▶ Selected passage:
:::::

Silent Films, featuring a continuous program of travelogue, scientific and industrial films on three side-by-side screens, presents a lesser known film genre outside of its historical context. During the silent era, short nonfiction films were some of the most frequently seen subjects in movie theaters. Yet these films are rarely seen today despite their unmistakable beauty and mystery. Travelogue phantom-ride films, as well as scientific time-lapse and slow-motion films, explored different styles of cinematic technique than fiction films, and like cinema more generally, early nonfiction films would come to be of particular interest to avant-garde artists such as the Surrealists. This exhibition separates these films from their particular context in the history of film and art and allows visitors to enjoy in them as contemporary objects of curiosity and splendor.

:::::

▶ Job A:
Answer these questions using the exhibition description:
(i) How many screens does the program use, and how are they arranged?
(ii) Which group of avant-garde artists does the exhibition description name?
(iii) Which two kinds of scientific films does it mention?

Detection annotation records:
:::::

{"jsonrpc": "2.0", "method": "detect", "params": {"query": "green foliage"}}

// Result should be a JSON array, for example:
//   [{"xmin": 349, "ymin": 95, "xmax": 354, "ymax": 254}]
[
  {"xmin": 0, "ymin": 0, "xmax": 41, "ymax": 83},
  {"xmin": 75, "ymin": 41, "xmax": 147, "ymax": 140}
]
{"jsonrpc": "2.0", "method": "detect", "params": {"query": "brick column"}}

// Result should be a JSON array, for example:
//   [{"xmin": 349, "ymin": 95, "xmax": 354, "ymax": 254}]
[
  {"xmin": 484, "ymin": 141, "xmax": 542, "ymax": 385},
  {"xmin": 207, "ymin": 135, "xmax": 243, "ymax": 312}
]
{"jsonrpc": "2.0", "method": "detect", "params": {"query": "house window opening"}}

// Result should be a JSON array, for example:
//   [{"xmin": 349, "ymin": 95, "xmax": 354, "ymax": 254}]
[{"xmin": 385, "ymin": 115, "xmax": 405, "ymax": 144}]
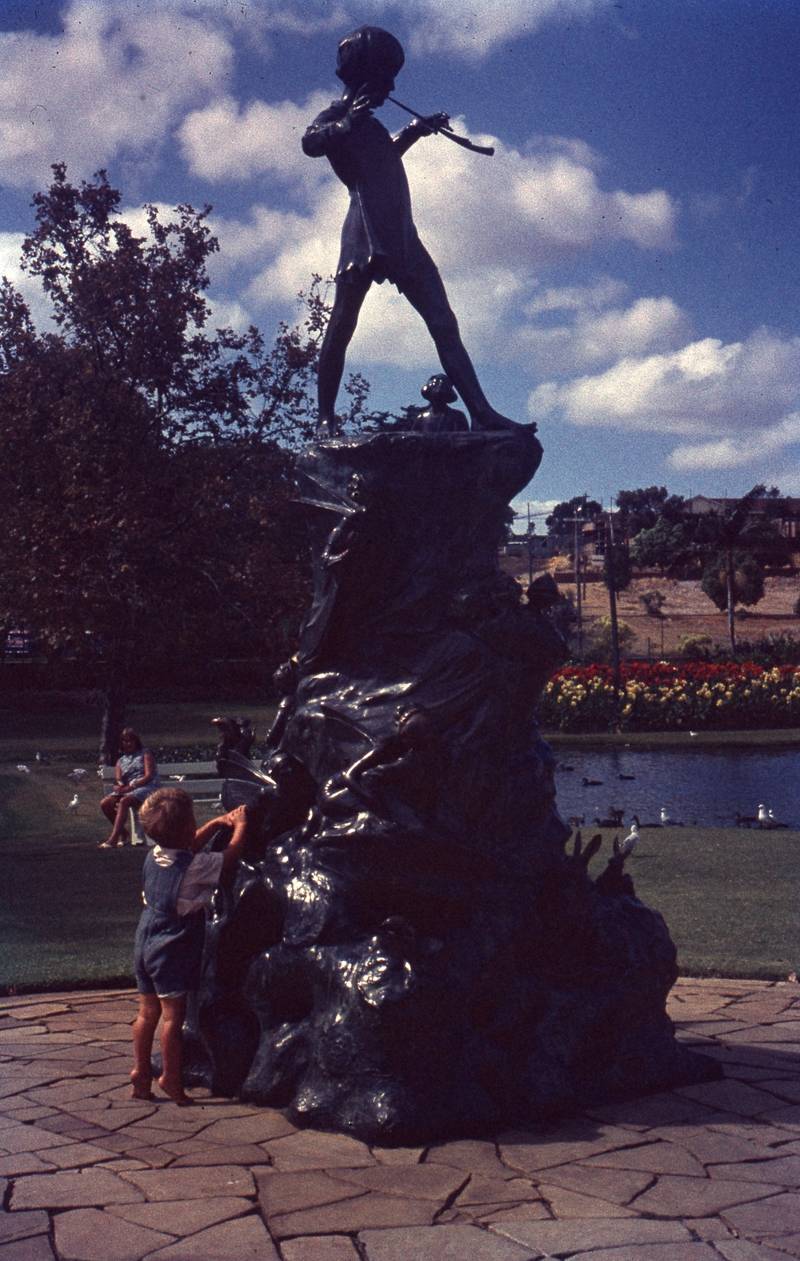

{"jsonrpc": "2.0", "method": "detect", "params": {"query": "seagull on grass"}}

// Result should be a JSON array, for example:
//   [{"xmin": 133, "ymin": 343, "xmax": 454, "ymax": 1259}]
[
  {"xmin": 661, "ymin": 806, "xmax": 684, "ymax": 827},
  {"xmin": 620, "ymin": 815, "xmax": 641, "ymax": 856}
]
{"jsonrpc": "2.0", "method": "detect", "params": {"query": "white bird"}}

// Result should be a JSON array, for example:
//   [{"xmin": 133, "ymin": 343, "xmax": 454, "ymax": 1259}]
[
  {"xmin": 661, "ymin": 806, "xmax": 684, "ymax": 827},
  {"xmin": 620, "ymin": 815, "xmax": 641, "ymax": 857}
]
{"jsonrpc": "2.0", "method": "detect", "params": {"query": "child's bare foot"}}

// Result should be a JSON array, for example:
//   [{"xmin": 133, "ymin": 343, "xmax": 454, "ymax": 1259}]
[
  {"xmin": 158, "ymin": 1077, "xmax": 194, "ymax": 1107},
  {"xmin": 130, "ymin": 1068, "xmax": 155, "ymax": 1100}
]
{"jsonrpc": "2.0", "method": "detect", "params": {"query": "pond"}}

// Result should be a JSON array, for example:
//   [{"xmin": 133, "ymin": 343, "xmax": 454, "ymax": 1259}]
[{"xmin": 554, "ymin": 745, "xmax": 800, "ymax": 828}]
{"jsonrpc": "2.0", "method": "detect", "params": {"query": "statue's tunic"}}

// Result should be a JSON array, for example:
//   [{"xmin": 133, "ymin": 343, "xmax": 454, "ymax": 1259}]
[{"xmin": 303, "ymin": 100, "xmax": 423, "ymax": 290}]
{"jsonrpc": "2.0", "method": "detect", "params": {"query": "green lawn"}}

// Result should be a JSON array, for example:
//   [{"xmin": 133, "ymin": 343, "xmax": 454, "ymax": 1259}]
[
  {"xmin": 584, "ymin": 827, "xmax": 800, "ymax": 980},
  {"xmin": 0, "ymin": 702, "xmax": 275, "ymax": 767},
  {"xmin": 0, "ymin": 705, "xmax": 800, "ymax": 990},
  {"xmin": 541, "ymin": 726, "xmax": 800, "ymax": 749}
]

:::::

▶ Job B: Filter the listing, keeping only the lines that contain the string "green".

▶ Worked answer A:
(i) Three screens, arranged side by side.
(ii) The Surrealists.
(iii) Time-lapse films and slow-motion films.

▶ Worked answer B:
{"jsonrpc": "2.0", "method": "detect", "params": {"query": "green foliage"}}
{"jsonrpc": "2.0", "method": "detect", "params": {"query": "green lawn"}}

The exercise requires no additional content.